- [EXERCISE]: Add 96 to every coordinate in the answer points, but not to any number in the request lines. Then write out every line from the line with "drop a point: the wispy cloud" up to and including the last line of the items, requests included, and nothing outside that range.

-- start --

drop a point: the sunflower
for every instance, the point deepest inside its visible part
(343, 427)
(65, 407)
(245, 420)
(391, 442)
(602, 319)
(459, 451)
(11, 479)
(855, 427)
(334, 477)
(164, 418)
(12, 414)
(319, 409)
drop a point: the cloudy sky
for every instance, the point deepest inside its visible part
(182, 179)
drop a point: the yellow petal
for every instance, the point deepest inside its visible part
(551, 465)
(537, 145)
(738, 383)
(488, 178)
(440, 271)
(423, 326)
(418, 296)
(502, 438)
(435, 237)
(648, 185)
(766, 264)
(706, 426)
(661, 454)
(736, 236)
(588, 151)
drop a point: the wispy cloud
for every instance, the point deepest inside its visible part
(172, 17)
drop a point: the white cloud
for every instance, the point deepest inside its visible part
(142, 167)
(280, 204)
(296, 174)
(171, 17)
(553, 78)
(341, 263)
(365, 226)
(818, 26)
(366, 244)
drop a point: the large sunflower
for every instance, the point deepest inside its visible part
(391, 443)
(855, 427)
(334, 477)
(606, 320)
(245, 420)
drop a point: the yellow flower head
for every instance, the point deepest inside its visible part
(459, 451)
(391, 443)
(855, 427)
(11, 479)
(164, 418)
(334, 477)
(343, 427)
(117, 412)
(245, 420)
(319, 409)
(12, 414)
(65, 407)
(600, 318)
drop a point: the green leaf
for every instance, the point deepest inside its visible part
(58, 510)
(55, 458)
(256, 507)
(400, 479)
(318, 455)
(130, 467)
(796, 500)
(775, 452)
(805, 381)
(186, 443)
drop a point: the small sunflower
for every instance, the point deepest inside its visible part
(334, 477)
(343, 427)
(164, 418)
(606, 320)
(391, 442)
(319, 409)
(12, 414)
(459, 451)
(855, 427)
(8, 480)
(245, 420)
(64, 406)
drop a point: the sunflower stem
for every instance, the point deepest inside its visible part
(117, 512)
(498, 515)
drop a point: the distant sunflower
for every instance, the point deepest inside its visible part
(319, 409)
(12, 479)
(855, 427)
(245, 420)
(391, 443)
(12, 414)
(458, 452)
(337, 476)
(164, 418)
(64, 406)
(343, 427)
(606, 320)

-- end --

- [SOLUTION]:
drop a point: the wispy cloud
for every instance, the point deepest inside its visible part
(268, 113)
drop a point: the white cloud
for every instance, the point deepest inside its visible part
(238, 263)
(376, 300)
(392, 270)
(267, 113)
(649, 174)
(437, 359)
(461, 322)
(914, 122)
(462, 340)
drop a point: the large sunflower
for every instance, the point deepest inside its visible part
(487, 539)
(951, 523)
(430, 573)
(702, 416)
(341, 516)
drop a point: the yellow flower head
for every instance, the point deepest inside its visible part
(555, 547)
(487, 539)
(951, 523)
(107, 575)
(260, 514)
(430, 573)
(439, 523)
(213, 508)
(341, 516)
(415, 505)
(108, 510)
(161, 503)
(696, 414)
drop a point: the green leaf
for every instance, the point deepest inside its visible part
(154, 606)
(151, 554)
(352, 603)
(496, 575)
(414, 551)
(226, 563)
(892, 596)
(871, 548)
(901, 477)
(282, 539)
drop a point: the small sunflower
for every instance, the point deepest inside its visible part
(430, 573)
(439, 523)
(260, 514)
(702, 416)
(487, 538)
(415, 505)
(108, 510)
(555, 547)
(951, 523)
(104, 576)
(341, 516)
(160, 502)
drop a point: the sunflower stem
for every instance, the point deepest inside its visible part
(213, 608)
(594, 611)
drop a point: the distant sunflower
for every instance, the point deepest inside its visible part
(415, 505)
(108, 575)
(951, 523)
(341, 516)
(487, 539)
(108, 510)
(554, 548)
(433, 572)
(260, 514)
(160, 502)
(439, 523)
(702, 416)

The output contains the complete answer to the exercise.